GIVEN PASSAGE.
Thoughts On The New Eagle Scout

First, a story. 

I didn't learn how to swim until I was 15 years old. There were several reasons for this, although I don't think I ever articulated them as I grew up. Most of the time it was simple a matter of me saying "I don't know how to swim" and leaving it at that. Now that I am older, I can point out that I really don't like swimming. When I get into a pool, even a wonderfully heated one, my body temperature plummets and my lips turn blue in about 20-30 minutes. I will still go swimming every now and then, usually to make Gretch happy (because she loves swimming) but personally, I could never go swimming again and probably be perfectly content.

The reason I finally decided it was time to learn how to swim was that I wanted to become an Eagle Scout. In the Boy Scouts of America, the Eagle is the highest rank a youth can achieve. My three oldest brothers didn't earn it, but the next two did and I wanted desperately to be the third in my family to accomplish this task. I had started participating in the Boy Scouts when I turned 11, after earning my Webelos badge and Arrow of Light in Cub Scouts. I easily earned the rank of Scout and Tenderfoot and then I stalled. For four years.

You see, in order to become a Second Class Scout, you have to know how to swim. And you have to know how to swim to become a First Class Scout. In reviewing the requirements posted online, I believe there have been some changes, but the basic requirement to know how to swim has always been a part of advancement in the BSA. I had completed all of the other requirements for these ranks, and I had earned several merit badges. The only thing keeping me from moving past Tenderfoot was the whole "I don't know how to swim" thing.

And then I realised that I only had two and a half years before my 18th birthday and if I didn't get moving, I wouldn't have enough time to earn my Eagle. After earning First Class, you have to be actively involved in your troop for 4 months before becoming a Star Scout. Then it takes another 6 months to earn the rank of Life Scout. Add six more months, minimum, before you are even eligible for consideration for Eagle, and that gave me a very small buffer to earn my Eagle. Oh, and my birthday is in January, which means any learning-to-swim would probably have to wait until summer, since I knew I'd need someone who actually knew what they were doing (i.e. a trained swimming instructor), and swimming classes weren't offered during the winter, even at the indoor pool in Eureka (the only indoor pool in the area, if I recall correctly). So swim lessons would have to wait until June, which knocked off six of those buffer months.

Another problem was purely pride. I was a 15-year-old boy who didn't know how to swim. There was no way I was going to go to my local park pool to take swim lessons with toddlers. Fortunately, my parents were incredibly supportive of this decision. So they helped arrange for me to take lessons in Peoria, which was close by but far away enough that I wouldn't know anybody. Except my sister Amanda who, at 13, also didn't know how to swim and also wanted to learn. So she and I went to the Peoria Park District's Lakeview Aquatic Center and learned how to swim in just a few short weeks. I learned how to do some very basic strokes, such as the freestyle (maybe), American crawl (I think), and the sidestroke. I was also taught the backstroke and the breaststroke, but I was terrible at both and never really learned them. The swim instructor also taught us how to jump off a diving board and not drown in the deep end, how to tread water, and how to float (another thing that I don't really do).

[Stored items from a collection]
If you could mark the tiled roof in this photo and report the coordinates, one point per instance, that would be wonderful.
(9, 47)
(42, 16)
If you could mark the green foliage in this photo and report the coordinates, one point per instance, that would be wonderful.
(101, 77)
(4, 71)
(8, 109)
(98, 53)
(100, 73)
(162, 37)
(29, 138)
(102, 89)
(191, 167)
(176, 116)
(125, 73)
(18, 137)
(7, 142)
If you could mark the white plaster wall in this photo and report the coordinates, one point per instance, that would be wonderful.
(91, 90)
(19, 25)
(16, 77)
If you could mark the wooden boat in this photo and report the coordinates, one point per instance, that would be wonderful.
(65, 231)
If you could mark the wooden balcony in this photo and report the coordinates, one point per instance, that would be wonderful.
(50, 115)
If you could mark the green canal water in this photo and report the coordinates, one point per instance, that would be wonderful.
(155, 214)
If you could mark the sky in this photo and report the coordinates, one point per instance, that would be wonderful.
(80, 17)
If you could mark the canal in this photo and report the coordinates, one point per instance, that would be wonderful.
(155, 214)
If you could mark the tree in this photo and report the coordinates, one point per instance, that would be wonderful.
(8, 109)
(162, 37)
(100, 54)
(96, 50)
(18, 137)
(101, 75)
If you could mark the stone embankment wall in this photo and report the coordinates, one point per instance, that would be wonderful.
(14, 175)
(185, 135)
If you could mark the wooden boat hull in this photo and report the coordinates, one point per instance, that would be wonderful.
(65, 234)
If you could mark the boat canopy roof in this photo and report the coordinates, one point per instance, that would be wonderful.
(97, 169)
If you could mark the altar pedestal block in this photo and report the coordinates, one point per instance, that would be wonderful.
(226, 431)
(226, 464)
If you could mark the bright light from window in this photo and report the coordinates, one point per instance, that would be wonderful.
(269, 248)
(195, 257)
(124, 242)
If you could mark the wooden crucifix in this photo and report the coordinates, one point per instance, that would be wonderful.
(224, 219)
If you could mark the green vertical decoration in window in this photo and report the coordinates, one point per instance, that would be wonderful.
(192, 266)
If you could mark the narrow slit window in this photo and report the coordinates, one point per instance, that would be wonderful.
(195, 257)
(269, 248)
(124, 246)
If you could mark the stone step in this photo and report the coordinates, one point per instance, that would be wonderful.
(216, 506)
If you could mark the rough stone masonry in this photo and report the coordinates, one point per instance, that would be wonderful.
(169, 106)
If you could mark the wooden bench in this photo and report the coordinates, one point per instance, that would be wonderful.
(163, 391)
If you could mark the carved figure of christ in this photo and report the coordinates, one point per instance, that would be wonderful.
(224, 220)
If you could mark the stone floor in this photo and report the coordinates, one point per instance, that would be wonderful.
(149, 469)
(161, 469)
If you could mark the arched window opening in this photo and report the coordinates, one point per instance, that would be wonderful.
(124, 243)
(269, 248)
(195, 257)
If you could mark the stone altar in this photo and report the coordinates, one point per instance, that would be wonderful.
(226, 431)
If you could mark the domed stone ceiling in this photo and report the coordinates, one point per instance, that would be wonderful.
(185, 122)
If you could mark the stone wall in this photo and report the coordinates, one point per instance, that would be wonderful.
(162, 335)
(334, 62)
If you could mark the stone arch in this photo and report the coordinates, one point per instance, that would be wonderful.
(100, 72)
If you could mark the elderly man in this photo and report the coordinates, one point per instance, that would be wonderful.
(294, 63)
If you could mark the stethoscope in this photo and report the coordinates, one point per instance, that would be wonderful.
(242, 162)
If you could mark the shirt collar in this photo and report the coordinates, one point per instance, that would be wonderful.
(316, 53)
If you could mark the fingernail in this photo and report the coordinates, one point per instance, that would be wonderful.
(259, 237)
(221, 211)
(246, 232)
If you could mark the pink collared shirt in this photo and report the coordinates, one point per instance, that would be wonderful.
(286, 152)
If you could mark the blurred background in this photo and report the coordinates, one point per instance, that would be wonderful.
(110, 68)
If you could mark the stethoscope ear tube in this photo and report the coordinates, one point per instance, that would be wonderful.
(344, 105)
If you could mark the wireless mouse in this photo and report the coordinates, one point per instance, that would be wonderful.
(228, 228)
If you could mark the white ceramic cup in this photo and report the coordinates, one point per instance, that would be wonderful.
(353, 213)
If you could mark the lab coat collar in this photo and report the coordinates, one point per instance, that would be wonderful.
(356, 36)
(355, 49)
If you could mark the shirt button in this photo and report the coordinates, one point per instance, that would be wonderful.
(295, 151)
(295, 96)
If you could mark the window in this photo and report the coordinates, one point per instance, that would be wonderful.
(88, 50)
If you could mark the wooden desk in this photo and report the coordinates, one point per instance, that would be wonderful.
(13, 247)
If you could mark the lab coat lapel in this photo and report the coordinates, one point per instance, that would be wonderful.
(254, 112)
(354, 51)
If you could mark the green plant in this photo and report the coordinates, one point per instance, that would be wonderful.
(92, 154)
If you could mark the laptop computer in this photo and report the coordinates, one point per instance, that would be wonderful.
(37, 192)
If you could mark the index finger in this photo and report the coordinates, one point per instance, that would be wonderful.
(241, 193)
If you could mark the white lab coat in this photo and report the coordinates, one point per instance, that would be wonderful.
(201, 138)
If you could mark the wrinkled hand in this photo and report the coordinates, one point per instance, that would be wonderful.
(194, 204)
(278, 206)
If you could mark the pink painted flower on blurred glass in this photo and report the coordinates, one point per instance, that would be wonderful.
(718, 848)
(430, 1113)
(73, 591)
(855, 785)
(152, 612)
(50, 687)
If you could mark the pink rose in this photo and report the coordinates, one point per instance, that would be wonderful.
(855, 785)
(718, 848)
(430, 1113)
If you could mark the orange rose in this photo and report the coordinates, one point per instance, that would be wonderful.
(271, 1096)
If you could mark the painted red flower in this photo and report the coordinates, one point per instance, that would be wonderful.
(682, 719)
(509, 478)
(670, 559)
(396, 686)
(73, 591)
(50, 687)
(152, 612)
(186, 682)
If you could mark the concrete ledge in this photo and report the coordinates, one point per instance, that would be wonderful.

REQUIRED WORK.
#1 Please copy the Eagle Scout text from "Thoughts On The" up to and including "be perfectly content.", and switch "plummets" to "drops".
#2 According to the Eagle Scout text, how old was Amanda when she took swim lessons along with her brother?

ANSWERS BELOW.
#1
Thoughts On The New Eagle Scout

First, a story. 

I didn't learn how to swim until I was 15 years old. There were several reasons for this, although I don't think I ever articulated them as I grew up. Most of the time it was simple a matter of me saying "I don't know how to swim" and leaving it at that. Now that I am older, I can point out that I really don't like swimming. When I get into a pool, even a wonderfully heated one, my body temperature drops and my lips turn blue in about 20-30 minutes. I will still go swimming every now and then, usually to make Gretch happy (because she loves swimming) but personally, I could never go swimming again and probably be perfectly content.

#2 She was 13.